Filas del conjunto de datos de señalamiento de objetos
<<<<

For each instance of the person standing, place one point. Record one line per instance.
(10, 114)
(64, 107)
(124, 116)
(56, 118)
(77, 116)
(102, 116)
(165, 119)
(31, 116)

>>>>

* _Qué se necesita_: Vuelve a escribir cada línea del material sin cambiar nada.

* _Solución escrita_:
For each instance of the person standing, place one point. Record one line per instance.
(10, 114)
(64, 107)
(124, 116)
(56, 118)
(77, 116)
(102, 116)
(165, 119)
(31, 116)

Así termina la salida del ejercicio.